[Coordinate labeling data]
====

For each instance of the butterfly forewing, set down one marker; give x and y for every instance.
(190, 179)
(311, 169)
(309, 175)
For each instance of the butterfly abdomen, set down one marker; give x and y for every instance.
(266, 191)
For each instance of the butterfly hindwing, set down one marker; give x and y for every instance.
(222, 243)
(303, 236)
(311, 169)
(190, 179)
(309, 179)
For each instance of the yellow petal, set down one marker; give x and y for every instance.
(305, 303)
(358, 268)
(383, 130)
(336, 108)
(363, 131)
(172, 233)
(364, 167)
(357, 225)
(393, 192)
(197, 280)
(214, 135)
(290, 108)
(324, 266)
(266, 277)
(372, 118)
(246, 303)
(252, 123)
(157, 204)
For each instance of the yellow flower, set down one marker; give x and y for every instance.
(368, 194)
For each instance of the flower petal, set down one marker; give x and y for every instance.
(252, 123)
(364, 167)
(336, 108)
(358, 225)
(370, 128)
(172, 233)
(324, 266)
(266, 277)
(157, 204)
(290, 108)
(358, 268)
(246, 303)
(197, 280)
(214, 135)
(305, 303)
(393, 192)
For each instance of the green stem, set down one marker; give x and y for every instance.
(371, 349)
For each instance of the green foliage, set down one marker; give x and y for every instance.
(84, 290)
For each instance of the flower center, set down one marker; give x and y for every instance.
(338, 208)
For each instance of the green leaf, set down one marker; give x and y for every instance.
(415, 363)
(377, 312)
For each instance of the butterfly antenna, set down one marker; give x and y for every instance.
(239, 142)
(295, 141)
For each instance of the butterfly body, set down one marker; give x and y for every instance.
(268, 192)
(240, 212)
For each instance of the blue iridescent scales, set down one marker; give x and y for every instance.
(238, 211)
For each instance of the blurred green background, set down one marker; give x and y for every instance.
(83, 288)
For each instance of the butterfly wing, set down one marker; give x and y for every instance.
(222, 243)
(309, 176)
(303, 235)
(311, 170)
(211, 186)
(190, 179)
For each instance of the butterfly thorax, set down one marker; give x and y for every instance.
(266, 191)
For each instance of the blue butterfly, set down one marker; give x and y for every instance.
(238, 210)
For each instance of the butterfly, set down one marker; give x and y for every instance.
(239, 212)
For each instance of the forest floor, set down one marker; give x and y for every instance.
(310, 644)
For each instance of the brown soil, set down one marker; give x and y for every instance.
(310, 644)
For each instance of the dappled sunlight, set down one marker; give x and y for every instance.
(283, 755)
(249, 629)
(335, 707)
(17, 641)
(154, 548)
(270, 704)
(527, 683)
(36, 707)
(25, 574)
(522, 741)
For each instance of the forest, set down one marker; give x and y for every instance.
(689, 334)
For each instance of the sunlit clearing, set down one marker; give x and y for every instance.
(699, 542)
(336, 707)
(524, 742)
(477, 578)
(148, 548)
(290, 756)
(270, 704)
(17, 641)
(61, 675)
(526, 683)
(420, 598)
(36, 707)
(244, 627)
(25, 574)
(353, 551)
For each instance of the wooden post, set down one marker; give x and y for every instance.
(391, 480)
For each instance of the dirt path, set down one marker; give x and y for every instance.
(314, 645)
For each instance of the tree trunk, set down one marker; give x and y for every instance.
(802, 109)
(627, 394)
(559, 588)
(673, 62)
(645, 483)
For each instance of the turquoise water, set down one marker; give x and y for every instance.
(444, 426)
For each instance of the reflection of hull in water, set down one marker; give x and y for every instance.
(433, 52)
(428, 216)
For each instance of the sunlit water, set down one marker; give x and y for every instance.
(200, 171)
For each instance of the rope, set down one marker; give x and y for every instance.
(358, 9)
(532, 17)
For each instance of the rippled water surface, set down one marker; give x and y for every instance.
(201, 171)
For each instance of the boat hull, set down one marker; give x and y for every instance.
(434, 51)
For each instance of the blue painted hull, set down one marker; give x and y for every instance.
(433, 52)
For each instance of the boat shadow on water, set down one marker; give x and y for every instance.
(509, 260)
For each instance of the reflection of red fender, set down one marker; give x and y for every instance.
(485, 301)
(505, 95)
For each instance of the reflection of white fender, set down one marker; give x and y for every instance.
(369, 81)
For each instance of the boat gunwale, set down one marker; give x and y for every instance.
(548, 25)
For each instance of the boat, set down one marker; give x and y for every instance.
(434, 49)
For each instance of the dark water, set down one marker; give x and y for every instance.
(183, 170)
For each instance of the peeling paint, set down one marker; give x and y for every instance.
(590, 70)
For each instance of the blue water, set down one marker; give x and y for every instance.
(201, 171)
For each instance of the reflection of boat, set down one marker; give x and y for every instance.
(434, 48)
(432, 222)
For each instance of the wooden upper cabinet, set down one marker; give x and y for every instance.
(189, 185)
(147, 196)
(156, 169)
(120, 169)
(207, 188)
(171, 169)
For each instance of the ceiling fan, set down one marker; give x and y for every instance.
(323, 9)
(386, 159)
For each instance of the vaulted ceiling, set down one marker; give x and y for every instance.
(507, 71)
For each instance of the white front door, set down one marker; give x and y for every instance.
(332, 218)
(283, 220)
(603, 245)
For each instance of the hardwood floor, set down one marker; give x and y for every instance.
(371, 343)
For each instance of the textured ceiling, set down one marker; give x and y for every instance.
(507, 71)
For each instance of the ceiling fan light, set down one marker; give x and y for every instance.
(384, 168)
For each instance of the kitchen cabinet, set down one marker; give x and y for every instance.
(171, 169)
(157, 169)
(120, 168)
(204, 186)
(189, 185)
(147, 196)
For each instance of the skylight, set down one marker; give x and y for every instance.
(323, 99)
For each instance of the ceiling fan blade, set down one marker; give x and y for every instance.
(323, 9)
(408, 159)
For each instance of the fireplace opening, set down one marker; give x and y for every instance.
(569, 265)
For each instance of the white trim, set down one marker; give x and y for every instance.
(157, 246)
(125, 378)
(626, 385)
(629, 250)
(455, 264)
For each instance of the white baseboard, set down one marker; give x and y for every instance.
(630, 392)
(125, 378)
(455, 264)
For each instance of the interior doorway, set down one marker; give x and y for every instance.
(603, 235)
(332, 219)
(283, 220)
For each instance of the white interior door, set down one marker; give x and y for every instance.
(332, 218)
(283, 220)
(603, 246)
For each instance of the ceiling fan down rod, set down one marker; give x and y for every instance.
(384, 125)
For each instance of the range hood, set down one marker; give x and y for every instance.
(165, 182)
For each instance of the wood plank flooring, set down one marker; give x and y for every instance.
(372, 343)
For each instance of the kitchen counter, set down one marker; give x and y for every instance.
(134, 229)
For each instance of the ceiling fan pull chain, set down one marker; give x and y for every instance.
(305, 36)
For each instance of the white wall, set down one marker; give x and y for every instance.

====

=== INSTRUCTION ===
Can you rewrite all of the records above with "set down one marker" swapped out for "place a single point" and everything else left unchanged?

=== FINISHED EXERCISE ===
For each instance of the butterfly forewing, place a single point; give x and y for every instance.
(190, 179)
(311, 169)
(309, 175)
For each instance of the butterfly abdomen, place a single point; give x and y for every instance.
(266, 191)
For each instance of the butterfly hindwing, place a single point; give x and y for every instance.
(222, 243)
(303, 236)
(311, 169)
(190, 179)
(309, 179)
For each instance of the yellow petal, place a single point; give x and y for every instance.
(305, 303)
(358, 268)
(383, 130)
(336, 108)
(363, 131)
(172, 233)
(364, 167)
(357, 225)
(393, 192)
(197, 280)
(214, 135)
(290, 108)
(324, 266)
(266, 277)
(372, 118)
(246, 303)
(252, 123)
(157, 204)
For each instance of the yellow flower, place a single point; give x and y for every instance.
(368, 194)
For each instance of the flower petal, place a single point; give x and y for every instance.
(252, 123)
(364, 167)
(336, 108)
(358, 225)
(370, 128)
(172, 233)
(324, 266)
(266, 277)
(157, 204)
(290, 108)
(358, 268)
(246, 303)
(197, 280)
(214, 135)
(305, 303)
(393, 192)
For each instance of the green stem, place a single point; give x and y for every instance.
(371, 349)
For each instance of the green foliage, place a single point; give x and y for every instance.
(84, 290)
For each instance of the flower center, place a single point; give x and y for every instance.
(338, 208)
For each instance of the green leaf, place a single point; give x and y for every instance.
(415, 363)
(377, 312)
For each instance of the butterfly antenna, place a single point; give x and y for every instance.
(239, 142)
(295, 141)
For each instance of the butterfly body, place a single point; give x and y for every instance.
(268, 192)
(240, 212)
For each instance of the blue iridescent scales, place a single point; give x and y for every instance.
(238, 211)
For each instance of the blurred green background, place a single point; give x and y for every instance.
(83, 288)
For each instance of the butterfly wing, place a single point; give x and y for every instance.
(222, 243)
(309, 176)
(303, 235)
(311, 170)
(211, 186)
(190, 179)
For each instance of the butterfly thorax, place a single point; give x and y for every instance.
(266, 191)
For each instance of the blue butterfly, place a single point; give x and y for every instance.
(238, 210)
For each instance of the butterfly, place a single point; give x and y for every instance.
(239, 212)
For each instance of the forest floor, place a single point; give x and y for every instance.
(310, 644)
For each instance of the brown soil, place a single point; give x and y for every instance.
(310, 644)
For each instance of the dappled sunlight, place a single point; give x and y for every instance.
(283, 755)
(249, 629)
(335, 707)
(17, 641)
(154, 548)
(270, 704)
(527, 683)
(36, 707)
(25, 574)
(522, 741)
For each instance of the forest, place a single point; give x and y for every instance.
(689, 334)
For each instance of the sunlit clearing, place a single point; give x and y for every instance.
(699, 542)
(336, 707)
(524, 742)
(477, 578)
(148, 548)
(290, 756)
(270, 704)
(17, 641)
(61, 675)
(526, 683)
(420, 598)
(36, 707)
(244, 627)
(25, 574)
(353, 551)
For each instance of the wooden post, place a single point; give x and y for every instance.
(391, 480)
For each instance of the dirt path, place a single point; give x and y for every instance.
(314, 645)
For each instance of the tree trunk, place a single point; give x and y for every instance.
(802, 109)
(627, 394)
(559, 588)
(673, 62)
(645, 483)
For each instance of the turquoise water, place a single point; give x and y for every instance.
(444, 426)
For each instance of the reflection of hull in water, place a single point; give x and y for every instance.
(433, 52)
(428, 216)
For each instance of the sunlit water, place a single point; give x and y for every instance.
(200, 171)
For each instance of the rope, place a single point; give x and y for every instance.
(358, 9)
(532, 17)
For each instance of the rippled water surface, place a single point; give x and y for every instance.
(201, 171)
For each instance of the boat hull, place a single point; give x and y for every instance.
(434, 51)
For each instance of the blue painted hull, place a single point; give x and y for every instance.
(433, 52)
For each instance of the boat shadow on water, place a single point; give x and y for every instance.
(509, 260)
For each instance of the reflection of red fender, place a single point; give x and y for every instance.
(485, 301)
(505, 95)
For each instance of the reflection of white fender, place a single point; give x and y for every instance.
(369, 81)
For each instance of the boat gunwale, place a single point; give x and y for every instance.
(548, 25)
For each instance of the boat, place a single point; give x and y for every instance.
(434, 49)
For each instance of the dark water, place a single point; give x and y for every instance.
(183, 170)
For each instance of the peeling paint, place a single point; give x and y for every instance.
(590, 70)
For each instance of the blue water, place a single point; give x and y for every instance.
(201, 171)
For each instance of the reflection of boat, place a single point; give x and y for every instance.
(434, 48)
(432, 222)
For each instance of the wooden upper cabinet, place a single point; give x and y for every instance.
(189, 185)
(147, 196)
(156, 169)
(120, 169)
(207, 188)
(171, 169)
For each instance of the ceiling fan, place a single point; give x and y for every instance.
(323, 9)
(386, 159)
For each instance of the vaulted ceiling, place a single point; give x and y for every instance.
(507, 71)
For each instance of the white front door, place a single point; give x and y for every instance.
(332, 218)
(283, 220)
(603, 245)
For each instance of the hardwood floor, place a single point; give x and y for every instance.
(371, 343)
For each instance of the textured ceiling, place a single point; give x and y for every instance.
(507, 71)
For each instance of the ceiling fan light, place a single point; give x and y for every instance.
(384, 168)
For each instance of the kitchen cabinet, place a single point; give x and y for every instance.
(171, 169)
(157, 169)
(120, 168)
(204, 186)
(189, 185)
(147, 196)
For each instance of the skylight, place a single point; give x and y for every instance.
(323, 99)
For each instance of the ceiling fan blade, place a single point; give x and y for every instance.
(323, 9)
(408, 159)
For each instance of the fireplace opening, place a single point; give x and y for every instance.
(569, 265)
For each instance of the white trim, place a single point; give x and y for every instance.
(157, 246)
(125, 378)
(626, 385)
(629, 250)
(455, 264)
For each instance of the white baseboard, place a single point; give x and y for every instance.
(630, 392)
(125, 378)
(455, 264)
For each instance of the interior doorway, place a single point; give x and y for every instance.
(603, 235)
(332, 219)
(283, 220)
For each instance of the white interior door, place a single point; give x and y for every instance.
(332, 218)
(283, 220)
(603, 246)
For each instance of the ceiling fan down rod, place a single point; give x and y for every instance.
(384, 125)
For each instance of the range hood, place a single point; give x and y for every instance.
(165, 182)
For each instance of the wood plank flooring, place a single point; give x and y for every instance.
(372, 343)
For each instance of the kitchen counter, place a single point; give x and y for every instance.
(134, 229)
For each instance of the ceiling fan pull chain, place a single point; give x and y for every instance.
(305, 36)
For each instance of the white wall, place a single point; give x and y for every instance.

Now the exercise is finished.